_Exercise prompt_: Continue the cc-logger text, starting after its final line about optional secret redaction.

_Text_:
■ ■ ■ ■ ■ ■ ■

Alternative: run natively (no Docker)

uv sync
# Put a Postgres connection string in .env (Neon, Supabase, RDS, local install — anything)
uv run cc-logger migrate --apply     # applies all migrations: tables, views, narration table
./scripts/install.sh                # installs launchd (macOS) or systemd (Linux) auto-start
python scripts/install-hooks.py     # wires the Claude Code hooks

What it captures

Every Claude Code session (start, end, initial prompt, end reason)
Every sub-agent invocation (root + children, with linkage to the spawning Agent tool call)
Every tool call in the capture allowlist (Agent, Bash, Edit, Write, WebFetch, WebSearch, and mcp__.*)
Tool input + tool response payloads as JSONB; anything >50KB spills to a separate artifacts table
Claude's text narration between tool calls — read from the Claude Code transcript file at every Stop / SubagentStop, stored in the messages table. (Extended thinking blocks are encrypted by Anthropic — only text blocks are capturable.)
The model and token usage that actually ran — per session and per invocation, summed from the transcript (message.model + message.usage). The hook stream can't supply these: SessionStart often omits the model and no hook event carries token totals, so cc-logger reads them from the transcript it's already parsing for narration.
Optional regex redaction of common secret patterns before write (on by default)

■ ■ ■ ■ ■ ■ ■

_Listed entries_:
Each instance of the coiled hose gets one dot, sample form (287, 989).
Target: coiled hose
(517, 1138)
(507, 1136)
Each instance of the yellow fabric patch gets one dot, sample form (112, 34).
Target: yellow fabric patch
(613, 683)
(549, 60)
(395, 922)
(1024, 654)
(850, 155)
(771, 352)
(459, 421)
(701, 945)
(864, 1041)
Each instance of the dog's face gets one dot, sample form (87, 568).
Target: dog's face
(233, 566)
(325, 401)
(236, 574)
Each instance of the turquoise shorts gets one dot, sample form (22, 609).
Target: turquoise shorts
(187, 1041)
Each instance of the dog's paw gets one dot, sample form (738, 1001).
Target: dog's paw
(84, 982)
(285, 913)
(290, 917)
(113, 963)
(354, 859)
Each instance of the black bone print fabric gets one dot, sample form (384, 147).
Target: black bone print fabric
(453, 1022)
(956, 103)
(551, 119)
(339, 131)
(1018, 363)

■ ■ ■ ■ ■ ■ ■

_Output below_:
Token usage and model are recovered from the transcript, so they work even though the hooks don't report them. To repopulate sessions captured before this existed, run python scripts/backfill-tokens-model.py --apply.

Privacy

By default, common secret patterns (API keys, bearer tokens, passwords in connection strings) are redacted before any payload is written to Postgres. Known gaps are tracked as xfail tests in tests/test_redaction_known_gaps.py. Disable with REDACT_SECRETS=0 if you want raw capture. Full story in docs/PRIVACY.md.

Tool capture allowlist

Captured: Agent, Bash, Edit, Write, WebFetch, WebSearch, mcp__.*
Skipped: Read, Glob, Grep, TodoWrite (to keep volume sane).

CLI

cc-logger sessions [--limit N]              # list recent sessions (model, tokens, rating)
cc-logger inspect <session-id>              # render the session tree
cc-logger insights [--days N]               # cross-session analytics (incl. tokens by model)
cc-logger rate <session-id> <1-5> [--note "…"]   # attach a retrospective rating + note

rate accepts a unique session-id prefix. The rating and note land in
sessions.self_rating / sessions.retro_note and show up in sessions,
insights, and vw_session_summary — closing the film-room loop so a run you
learned something from is queryable later.

Canned queries

Fifteen ready-to-run SQL files in queries/.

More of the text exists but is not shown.